* _Task statement_: Check every line below for the string "motif", and copy the lines that contain it.
※ ※ ※
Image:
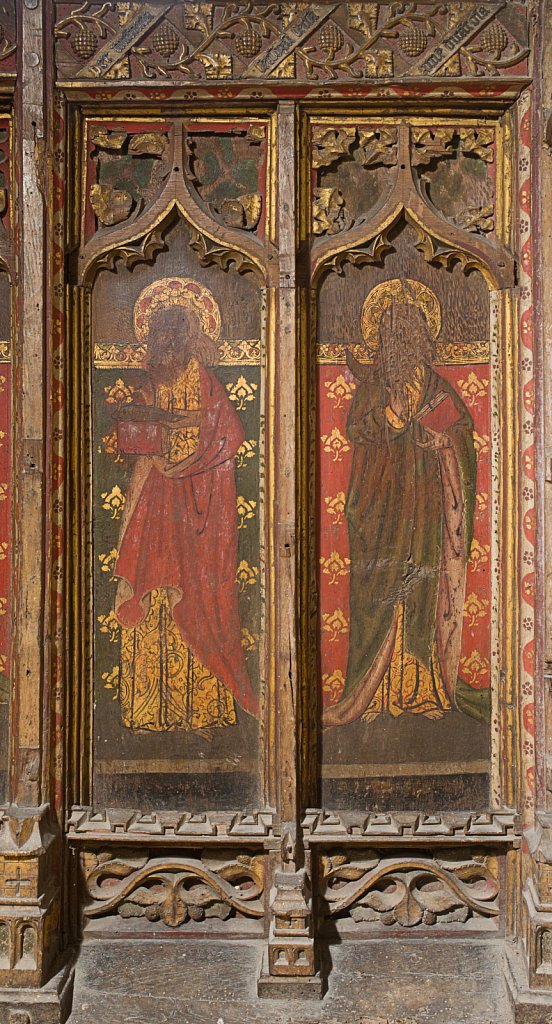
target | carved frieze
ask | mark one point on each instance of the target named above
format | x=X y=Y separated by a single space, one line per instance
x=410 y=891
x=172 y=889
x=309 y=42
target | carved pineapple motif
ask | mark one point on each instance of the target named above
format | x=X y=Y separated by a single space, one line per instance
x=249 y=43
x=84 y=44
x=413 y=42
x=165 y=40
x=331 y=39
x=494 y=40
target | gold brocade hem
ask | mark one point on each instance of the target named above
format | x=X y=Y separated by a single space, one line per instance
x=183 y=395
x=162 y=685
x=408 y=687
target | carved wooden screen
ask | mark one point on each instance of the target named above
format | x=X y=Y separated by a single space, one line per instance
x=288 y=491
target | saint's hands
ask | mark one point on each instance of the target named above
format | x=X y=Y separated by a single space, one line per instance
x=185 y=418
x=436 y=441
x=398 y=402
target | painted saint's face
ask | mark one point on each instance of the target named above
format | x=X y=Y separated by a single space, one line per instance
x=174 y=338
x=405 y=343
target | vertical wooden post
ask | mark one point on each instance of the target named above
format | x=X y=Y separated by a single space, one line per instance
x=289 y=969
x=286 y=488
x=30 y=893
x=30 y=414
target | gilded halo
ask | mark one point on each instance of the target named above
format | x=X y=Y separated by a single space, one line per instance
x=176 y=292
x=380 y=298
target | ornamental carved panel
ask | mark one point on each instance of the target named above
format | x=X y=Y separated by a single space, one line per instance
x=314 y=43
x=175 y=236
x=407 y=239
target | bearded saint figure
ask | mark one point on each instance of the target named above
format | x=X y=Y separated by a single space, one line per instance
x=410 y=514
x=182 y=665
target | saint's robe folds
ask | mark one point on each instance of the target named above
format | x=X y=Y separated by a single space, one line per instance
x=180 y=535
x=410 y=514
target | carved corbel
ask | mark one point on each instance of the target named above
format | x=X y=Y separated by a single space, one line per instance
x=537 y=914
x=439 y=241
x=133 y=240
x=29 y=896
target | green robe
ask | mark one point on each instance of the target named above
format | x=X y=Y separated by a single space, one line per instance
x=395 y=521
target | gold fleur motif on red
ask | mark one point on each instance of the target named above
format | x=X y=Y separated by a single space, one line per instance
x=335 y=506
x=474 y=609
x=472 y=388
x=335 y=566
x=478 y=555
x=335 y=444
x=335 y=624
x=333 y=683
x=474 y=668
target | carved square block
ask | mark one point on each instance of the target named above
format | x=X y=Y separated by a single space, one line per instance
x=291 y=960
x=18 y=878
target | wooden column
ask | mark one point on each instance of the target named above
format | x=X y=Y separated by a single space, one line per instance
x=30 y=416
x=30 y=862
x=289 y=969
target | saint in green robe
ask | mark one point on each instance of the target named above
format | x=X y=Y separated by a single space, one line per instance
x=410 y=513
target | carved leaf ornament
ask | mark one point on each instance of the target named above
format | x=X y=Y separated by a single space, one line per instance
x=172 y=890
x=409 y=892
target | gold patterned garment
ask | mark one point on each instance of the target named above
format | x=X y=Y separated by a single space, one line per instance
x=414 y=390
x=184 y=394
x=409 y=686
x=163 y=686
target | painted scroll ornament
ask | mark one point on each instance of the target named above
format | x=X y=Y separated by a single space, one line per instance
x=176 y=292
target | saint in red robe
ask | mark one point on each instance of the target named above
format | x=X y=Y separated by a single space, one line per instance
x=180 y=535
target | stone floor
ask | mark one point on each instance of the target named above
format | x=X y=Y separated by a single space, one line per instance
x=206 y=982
※ ※ ※
* _Result of this exercise_:
target | carved pineapple motif
target | gold fleur motif on red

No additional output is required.